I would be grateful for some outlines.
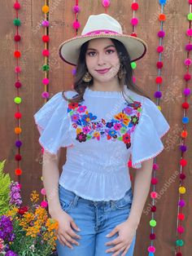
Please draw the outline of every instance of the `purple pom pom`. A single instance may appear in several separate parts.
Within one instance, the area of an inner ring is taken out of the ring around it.
[[[183,90],[183,94],[185,95],[185,96],[188,96],[190,95],[190,88],[185,88]]]
[[[179,206],[183,207],[185,205],[185,201],[183,199],[181,199],[178,203]]]
[[[154,97],[155,98],[160,98],[162,96],[162,93],[161,91],[155,91],[155,94],[154,94]]]
[[[180,150],[181,152],[185,152],[186,151],[186,146],[185,145],[181,145],[179,148],[180,148]]]
[[[80,12],[81,9],[80,9],[79,6],[74,6],[72,7],[72,11],[74,13],[77,13],[77,12]]]
[[[16,140],[15,146],[17,148],[20,148],[22,145],[22,142],[20,140]]]
[[[159,38],[164,38],[164,34],[165,34],[165,33],[163,30],[160,30],[160,31],[158,32],[158,37]]]
[[[186,51],[191,51],[192,50],[192,45],[189,44],[185,46],[185,50]]]

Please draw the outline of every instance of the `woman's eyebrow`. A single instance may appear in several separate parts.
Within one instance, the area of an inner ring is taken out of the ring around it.
[[[111,47],[111,46],[115,47],[114,45],[110,45],[110,46],[106,46],[106,47],[104,48],[104,50],[105,50],[105,49],[107,49],[107,48],[109,48],[109,47]],[[94,50],[94,51],[97,51],[97,49],[94,49],[94,48],[88,48],[87,50]]]

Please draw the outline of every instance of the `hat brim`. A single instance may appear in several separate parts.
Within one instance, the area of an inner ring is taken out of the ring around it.
[[[94,38],[114,38],[121,42],[127,49],[131,62],[142,59],[147,50],[146,43],[141,38],[114,33],[77,36],[62,42],[59,46],[60,58],[66,63],[76,66],[80,53],[80,48],[83,43]]]

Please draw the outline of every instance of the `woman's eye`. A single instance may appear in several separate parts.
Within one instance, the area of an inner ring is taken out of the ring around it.
[[[107,50],[106,51],[111,51],[111,52],[114,52],[114,51],[113,50]],[[93,56],[93,53],[95,53],[95,51],[89,51],[89,52],[88,52],[88,55],[89,56]]]

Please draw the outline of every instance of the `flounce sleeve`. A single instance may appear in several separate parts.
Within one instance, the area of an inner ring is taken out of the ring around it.
[[[56,155],[60,148],[72,144],[67,108],[68,101],[59,92],[33,116],[41,135],[39,143],[51,154]]]
[[[161,138],[170,126],[164,115],[148,98],[144,98],[139,122],[132,138],[132,166],[138,169],[142,162],[151,159],[164,149]]]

▸ WHAT YOU SHOULD DO
Keep the pictures out of the copy and write out the data exactly as it stands.

▸ EXERCISE RESPONSE
I would be grateful for some outlines.
Please draw the outline of every instance of the `purple pom pom`. A single instance may appear in several separate parts.
Within one instance, the area of an inner ring is taken out of the ring around it.
[[[183,90],[183,94],[185,95],[185,96],[188,96],[190,95],[190,88],[185,88]]]
[[[179,206],[183,207],[185,205],[185,201],[183,199],[181,199],[178,203]]]
[[[154,97],[155,98],[160,98],[162,96],[162,93],[161,91],[155,91],[155,94],[154,94]]]
[[[180,150],[181,152],[185,152],[186,151],[186,146],[185,145],[181,145],[179,148],[180,148]]]
[[[80,12],[81,9],[80,9],[79,6],[74,6],[72,7],[72,11],[74,13],[77,13],[77,12]]]
[[[16,140],[15,146],[17,148],[20,148],[22,145],[22,142],[20,140]]]
[[[159,38],[164,38],[164,34],[165,34],[165,33],[163,30],[160,30],[160,31],[158,32],[158,37]]]
[[[186,51],[191,51],[192,50],[192,45],[189,44],[185,46],[185,50]]]

Please draw the outline of every instance of the `woman's eyebrow`. A single instance may appear in several separate parts.
Within one instance, the area of an inner ring is taken out of the ring around it.
[[[111,47],[111,46],[115,47],[114,45],[110,45],[110,46],[106,46],[106,47],[104,48],[104,50],[105,50],[105,49],[107,49],[107,48],[109,48],[109,47]],[[94,50],[94,51],[97,51],[97,49],[94,49],[94,48],[88,48],[87,50]]]

Please draw the outline of every instance of the `hat brim`. A single instance may appear in several separate parts.
Within one instance, the area of an inner ring is taken out of the ring around it.
[[[94,38],[114,38],[121,42],[127,49],[131,62],[142,59],[147,50],[146,43],[141,38],[114,33],[77,36],[62,42],[59,46],[60,58],[66,63],[76,66],[80,53],[80,48],[83,43]]]

Please draw the outline of every instance of the `woman's eye`. A single instance may appear in several separate parts.
Within one instance, the area of an inner ring is taken out of the ring around it.
[[[107,50],[106,51],[111,51],[111,52],[114,52],[114,51],[113,50]],[[93,56],[93,53],[95,53],[95,51],[89,51],[89,52],[88,52],[88,55],[89,56]]]

Please draw the outline of every instance of the `flounce sleeve`. A single instance may appear in several separate parts.
Within one instance, the area of an inner ring is taken out of the ring around it.
[[[56,155],[60,148],[72,144],[67,108],[68,101],[59,92],[33,116],[41,135],[39,143],[51,154]]]
[[[161,138],[170,126],[164,115],[148,98],[144,98],[139,122],[132,138],[132,166],[138,169],[142,162],[151,159],[164,149]]]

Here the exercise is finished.